Collected data
* * *

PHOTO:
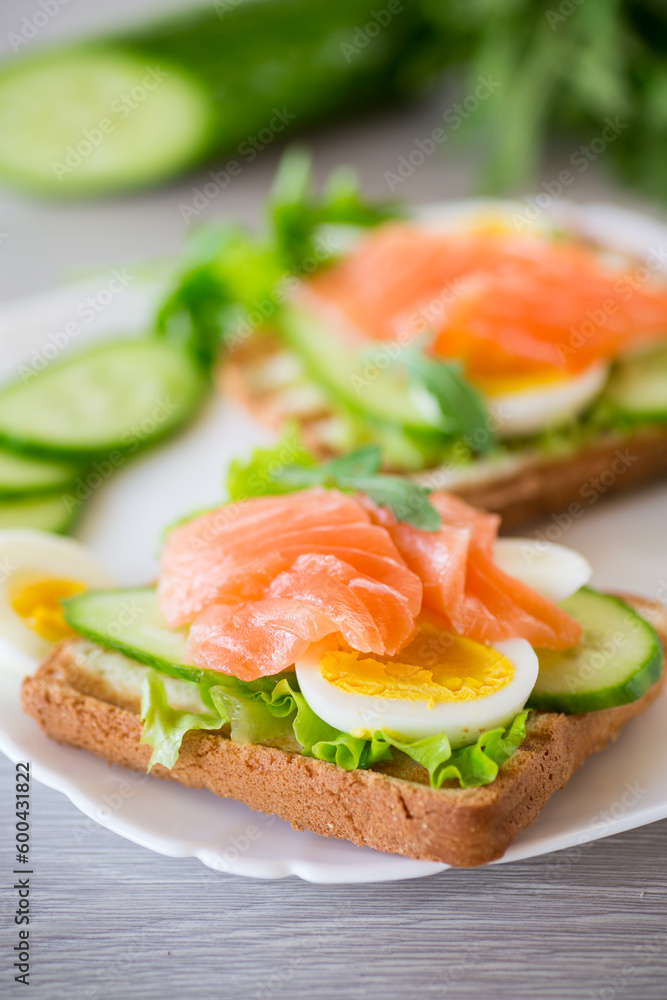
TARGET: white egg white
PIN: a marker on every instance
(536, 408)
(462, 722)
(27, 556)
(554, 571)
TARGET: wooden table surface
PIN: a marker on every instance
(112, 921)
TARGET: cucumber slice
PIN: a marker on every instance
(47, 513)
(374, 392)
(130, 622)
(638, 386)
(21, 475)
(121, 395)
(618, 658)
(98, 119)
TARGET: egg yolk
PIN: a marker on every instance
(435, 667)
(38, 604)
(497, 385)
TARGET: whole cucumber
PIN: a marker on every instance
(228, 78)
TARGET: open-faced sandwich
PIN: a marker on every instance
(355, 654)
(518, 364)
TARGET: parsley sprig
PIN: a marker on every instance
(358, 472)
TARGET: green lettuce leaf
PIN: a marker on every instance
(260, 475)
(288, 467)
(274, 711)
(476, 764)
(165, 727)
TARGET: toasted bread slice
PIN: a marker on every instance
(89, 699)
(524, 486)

* * *

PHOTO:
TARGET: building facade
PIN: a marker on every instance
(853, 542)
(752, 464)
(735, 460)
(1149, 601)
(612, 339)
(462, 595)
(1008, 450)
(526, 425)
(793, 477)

* * *

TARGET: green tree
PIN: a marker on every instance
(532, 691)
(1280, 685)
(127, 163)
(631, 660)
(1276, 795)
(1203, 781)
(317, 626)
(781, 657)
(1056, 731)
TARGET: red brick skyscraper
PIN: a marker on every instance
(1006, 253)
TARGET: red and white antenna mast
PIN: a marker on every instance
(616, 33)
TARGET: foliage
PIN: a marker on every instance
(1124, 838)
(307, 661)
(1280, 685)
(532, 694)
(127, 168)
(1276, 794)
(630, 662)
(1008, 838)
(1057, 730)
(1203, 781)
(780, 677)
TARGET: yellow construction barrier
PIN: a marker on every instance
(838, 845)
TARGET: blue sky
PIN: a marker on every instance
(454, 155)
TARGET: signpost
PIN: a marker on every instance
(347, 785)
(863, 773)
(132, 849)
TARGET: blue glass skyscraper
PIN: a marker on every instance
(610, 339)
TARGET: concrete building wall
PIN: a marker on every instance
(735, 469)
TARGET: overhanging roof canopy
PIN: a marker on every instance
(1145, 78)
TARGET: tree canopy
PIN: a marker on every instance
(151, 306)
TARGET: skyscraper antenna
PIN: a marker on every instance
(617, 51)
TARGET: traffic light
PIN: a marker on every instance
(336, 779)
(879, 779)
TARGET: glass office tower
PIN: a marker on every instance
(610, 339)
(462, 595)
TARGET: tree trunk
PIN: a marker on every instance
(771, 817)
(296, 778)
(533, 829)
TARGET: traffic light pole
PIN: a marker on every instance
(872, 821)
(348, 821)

* * *

Take the lines above from the one containing "TARGET: red and white antenna mast" to the one containing "TARGET: signpost" and retype them exactly, both ends included, with nothing added.

TARGET: red and white antenna mast
PIN: a marker on every instance
(616, 33)
TARGET: foliage
PIN: a marker on every instance
(1124, 838)
(307, 661)
(1280, 685)
(532, 694)
(127, 168)
(1276, 794)
(630, 662)
(1008, 838)
(1057, 730)
(1203, 781)
(780, 677)
TARGET: yellow construction barrier
PIN: a marker on every instance
(838, 845)
TARGET: blue sky
PIN: a marker on every instance
(454, 155)
TARGET: signpost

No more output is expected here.